### Directions for this task
Once the line containing "# place a dot on each instance of the ice" is found in the records below, return it and each following line exactly, up to and including the line containing "# place a dot on each instance of the goalie's", and nothing else.

### Data extracted from a collection
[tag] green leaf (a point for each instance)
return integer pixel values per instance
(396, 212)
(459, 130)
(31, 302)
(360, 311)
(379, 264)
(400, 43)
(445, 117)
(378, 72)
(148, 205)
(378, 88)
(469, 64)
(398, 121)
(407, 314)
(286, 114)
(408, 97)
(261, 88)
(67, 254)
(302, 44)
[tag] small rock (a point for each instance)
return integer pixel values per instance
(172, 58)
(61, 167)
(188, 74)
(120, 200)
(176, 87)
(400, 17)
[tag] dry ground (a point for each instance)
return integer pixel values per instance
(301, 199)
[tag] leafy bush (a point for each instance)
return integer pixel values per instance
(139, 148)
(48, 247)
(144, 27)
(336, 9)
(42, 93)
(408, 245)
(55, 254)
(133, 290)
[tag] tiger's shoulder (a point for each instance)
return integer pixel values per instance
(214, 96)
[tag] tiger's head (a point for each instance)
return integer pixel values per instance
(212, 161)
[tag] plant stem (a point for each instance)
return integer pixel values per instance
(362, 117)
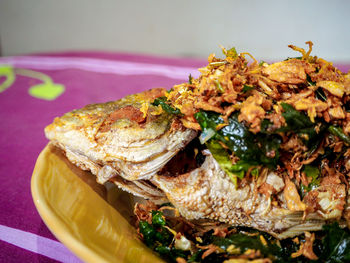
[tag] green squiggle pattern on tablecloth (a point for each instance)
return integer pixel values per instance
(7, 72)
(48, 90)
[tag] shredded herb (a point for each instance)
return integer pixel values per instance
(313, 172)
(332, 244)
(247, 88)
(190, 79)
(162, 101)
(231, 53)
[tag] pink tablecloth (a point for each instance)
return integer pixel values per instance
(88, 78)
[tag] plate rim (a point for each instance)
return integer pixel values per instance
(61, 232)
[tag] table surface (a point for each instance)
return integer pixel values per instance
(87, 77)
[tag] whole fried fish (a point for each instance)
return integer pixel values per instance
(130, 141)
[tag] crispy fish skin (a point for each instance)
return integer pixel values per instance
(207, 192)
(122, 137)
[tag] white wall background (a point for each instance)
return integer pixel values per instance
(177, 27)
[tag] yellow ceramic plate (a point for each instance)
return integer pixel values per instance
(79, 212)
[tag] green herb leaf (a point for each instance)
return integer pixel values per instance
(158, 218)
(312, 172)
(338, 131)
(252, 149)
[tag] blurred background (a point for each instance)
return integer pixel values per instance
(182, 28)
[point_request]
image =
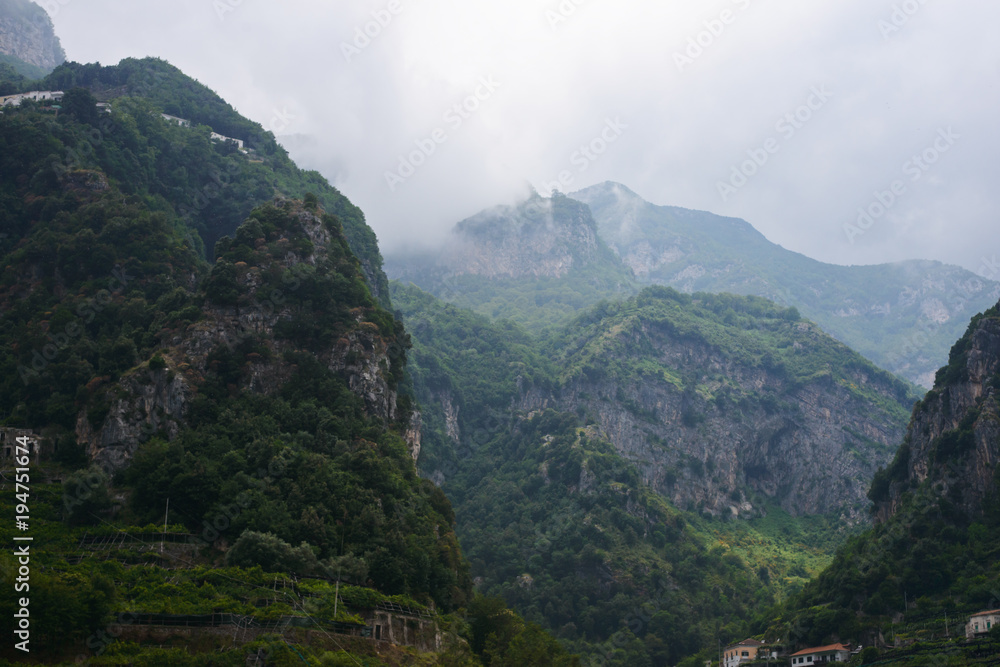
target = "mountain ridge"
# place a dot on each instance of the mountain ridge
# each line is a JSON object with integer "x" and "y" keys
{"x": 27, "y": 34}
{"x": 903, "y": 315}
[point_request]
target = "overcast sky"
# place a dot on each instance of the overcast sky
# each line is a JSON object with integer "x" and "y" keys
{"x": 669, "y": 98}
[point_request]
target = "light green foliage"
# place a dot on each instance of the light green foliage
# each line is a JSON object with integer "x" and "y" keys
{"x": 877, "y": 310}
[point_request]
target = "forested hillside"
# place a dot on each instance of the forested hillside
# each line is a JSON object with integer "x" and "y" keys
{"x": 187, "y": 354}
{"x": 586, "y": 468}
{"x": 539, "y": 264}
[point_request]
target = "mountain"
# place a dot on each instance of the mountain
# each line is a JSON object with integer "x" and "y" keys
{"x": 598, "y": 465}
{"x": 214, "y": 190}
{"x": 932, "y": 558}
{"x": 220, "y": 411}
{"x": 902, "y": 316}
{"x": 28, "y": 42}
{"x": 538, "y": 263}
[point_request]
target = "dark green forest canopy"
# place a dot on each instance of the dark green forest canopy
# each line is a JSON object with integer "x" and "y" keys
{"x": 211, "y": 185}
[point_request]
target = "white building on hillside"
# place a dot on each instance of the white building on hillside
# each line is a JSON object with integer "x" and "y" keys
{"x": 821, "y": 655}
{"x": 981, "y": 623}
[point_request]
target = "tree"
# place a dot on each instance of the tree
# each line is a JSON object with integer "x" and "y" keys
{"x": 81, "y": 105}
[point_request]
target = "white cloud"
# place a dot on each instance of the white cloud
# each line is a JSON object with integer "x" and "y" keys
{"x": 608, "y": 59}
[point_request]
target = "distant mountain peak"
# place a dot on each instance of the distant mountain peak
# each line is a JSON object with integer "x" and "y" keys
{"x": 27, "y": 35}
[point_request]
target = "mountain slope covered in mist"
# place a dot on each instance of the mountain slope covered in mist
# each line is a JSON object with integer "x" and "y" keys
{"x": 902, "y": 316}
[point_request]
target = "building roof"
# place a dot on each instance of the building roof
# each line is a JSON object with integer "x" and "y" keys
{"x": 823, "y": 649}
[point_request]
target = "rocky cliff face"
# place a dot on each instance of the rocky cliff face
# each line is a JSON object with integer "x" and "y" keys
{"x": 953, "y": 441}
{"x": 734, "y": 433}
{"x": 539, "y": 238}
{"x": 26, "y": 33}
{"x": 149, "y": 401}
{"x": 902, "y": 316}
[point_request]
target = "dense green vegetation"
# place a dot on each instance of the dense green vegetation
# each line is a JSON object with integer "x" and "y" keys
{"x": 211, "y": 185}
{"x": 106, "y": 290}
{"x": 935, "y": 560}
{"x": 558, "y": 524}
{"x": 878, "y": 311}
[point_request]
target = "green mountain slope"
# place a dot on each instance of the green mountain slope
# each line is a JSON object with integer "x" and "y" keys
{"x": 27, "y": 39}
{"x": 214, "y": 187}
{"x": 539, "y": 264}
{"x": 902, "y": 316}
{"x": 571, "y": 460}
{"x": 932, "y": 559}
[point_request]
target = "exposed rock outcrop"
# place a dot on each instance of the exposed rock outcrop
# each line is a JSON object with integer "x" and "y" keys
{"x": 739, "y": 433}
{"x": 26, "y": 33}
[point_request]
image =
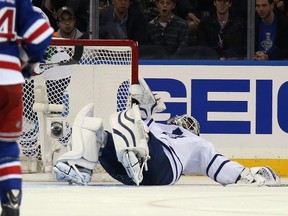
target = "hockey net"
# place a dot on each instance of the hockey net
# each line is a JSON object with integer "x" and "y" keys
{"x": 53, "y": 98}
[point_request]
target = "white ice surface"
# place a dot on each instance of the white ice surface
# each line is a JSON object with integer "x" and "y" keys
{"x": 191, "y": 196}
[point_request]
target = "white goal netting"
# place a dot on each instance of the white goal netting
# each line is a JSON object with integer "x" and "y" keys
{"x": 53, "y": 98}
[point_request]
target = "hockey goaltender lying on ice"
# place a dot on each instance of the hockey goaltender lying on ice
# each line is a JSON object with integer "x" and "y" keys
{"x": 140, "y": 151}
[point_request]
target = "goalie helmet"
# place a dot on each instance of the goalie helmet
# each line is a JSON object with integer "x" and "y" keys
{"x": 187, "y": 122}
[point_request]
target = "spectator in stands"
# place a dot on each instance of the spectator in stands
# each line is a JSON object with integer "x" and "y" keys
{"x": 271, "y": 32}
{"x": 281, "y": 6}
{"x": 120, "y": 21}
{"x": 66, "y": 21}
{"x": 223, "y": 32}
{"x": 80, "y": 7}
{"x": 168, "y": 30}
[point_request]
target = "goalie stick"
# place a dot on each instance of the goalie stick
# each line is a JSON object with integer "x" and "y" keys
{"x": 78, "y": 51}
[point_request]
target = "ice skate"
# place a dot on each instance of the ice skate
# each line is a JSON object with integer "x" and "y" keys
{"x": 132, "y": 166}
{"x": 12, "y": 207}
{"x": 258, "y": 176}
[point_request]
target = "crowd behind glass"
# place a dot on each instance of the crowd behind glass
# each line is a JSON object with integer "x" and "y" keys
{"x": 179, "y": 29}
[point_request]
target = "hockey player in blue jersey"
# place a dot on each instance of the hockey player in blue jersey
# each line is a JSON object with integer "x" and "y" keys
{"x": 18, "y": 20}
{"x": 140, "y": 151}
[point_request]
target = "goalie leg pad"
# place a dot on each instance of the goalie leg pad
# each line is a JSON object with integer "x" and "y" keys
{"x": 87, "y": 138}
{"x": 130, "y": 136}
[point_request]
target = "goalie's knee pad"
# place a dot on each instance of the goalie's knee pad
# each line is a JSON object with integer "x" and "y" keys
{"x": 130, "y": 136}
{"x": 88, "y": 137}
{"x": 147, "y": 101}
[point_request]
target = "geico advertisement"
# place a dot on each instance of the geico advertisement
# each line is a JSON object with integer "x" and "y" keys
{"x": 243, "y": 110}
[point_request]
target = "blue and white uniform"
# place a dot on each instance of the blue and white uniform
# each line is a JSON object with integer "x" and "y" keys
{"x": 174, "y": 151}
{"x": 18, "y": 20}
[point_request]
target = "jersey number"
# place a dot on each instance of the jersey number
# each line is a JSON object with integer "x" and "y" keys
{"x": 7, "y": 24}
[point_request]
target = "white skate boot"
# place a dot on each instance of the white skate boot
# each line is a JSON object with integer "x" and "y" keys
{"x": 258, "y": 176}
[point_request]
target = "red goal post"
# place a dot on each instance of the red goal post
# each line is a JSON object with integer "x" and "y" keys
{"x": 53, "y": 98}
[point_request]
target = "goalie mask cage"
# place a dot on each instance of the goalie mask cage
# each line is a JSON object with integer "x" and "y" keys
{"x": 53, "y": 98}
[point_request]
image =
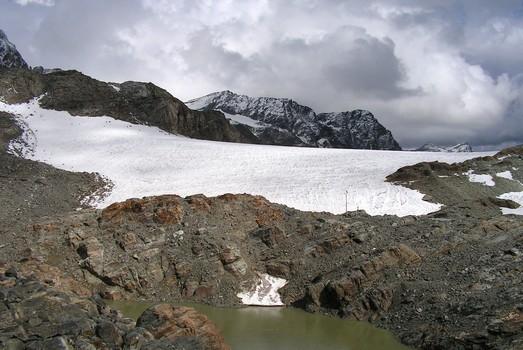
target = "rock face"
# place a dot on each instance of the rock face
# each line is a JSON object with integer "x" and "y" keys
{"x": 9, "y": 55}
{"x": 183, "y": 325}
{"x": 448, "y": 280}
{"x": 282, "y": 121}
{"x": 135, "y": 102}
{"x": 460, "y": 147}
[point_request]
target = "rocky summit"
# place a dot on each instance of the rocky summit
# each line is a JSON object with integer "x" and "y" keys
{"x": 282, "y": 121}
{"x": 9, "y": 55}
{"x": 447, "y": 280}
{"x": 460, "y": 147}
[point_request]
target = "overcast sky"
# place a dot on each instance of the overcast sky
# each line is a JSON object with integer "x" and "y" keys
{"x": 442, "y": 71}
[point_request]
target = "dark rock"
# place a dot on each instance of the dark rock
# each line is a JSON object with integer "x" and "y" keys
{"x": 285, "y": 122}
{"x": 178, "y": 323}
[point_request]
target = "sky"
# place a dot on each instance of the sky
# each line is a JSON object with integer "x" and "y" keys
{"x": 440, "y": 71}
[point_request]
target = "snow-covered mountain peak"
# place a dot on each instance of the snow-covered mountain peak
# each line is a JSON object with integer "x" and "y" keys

### Answer section
# place a dot on each instance of the ice skate
# each line is a JSON object with integer "x" and "y" keys
{"x": 132, "y": 166}
{"x": 12, "y": 207}
{"x": 258, "y": 176}
[point_request]
target = "crowd behind glass"
# place a dot on each instance of the crowd behind glass
# each line is a JSON object with integer "x" and "y" keys
{"x": 179, "y": 29}
[point_request]
target = "hockey player in blue jersey"
# place a dot on each instance of the hockey player in blue jersey
# each line is a JSON object with integer "x" and "y" keys
{"x": 18, "y": 20}
{"x": 140, "y": 151}
[point_request]
target = "goalie leg pad"
# place a dot on each instance of the goalie leg pad
# each line is a JSON object with integer "x" and "y" keys
{"x": 87, "y": 138}
{"x": 130, "y": 136}
[point_request]
target = "goalie's knee pad"
# place a dot on each instance of the goalie's knee pad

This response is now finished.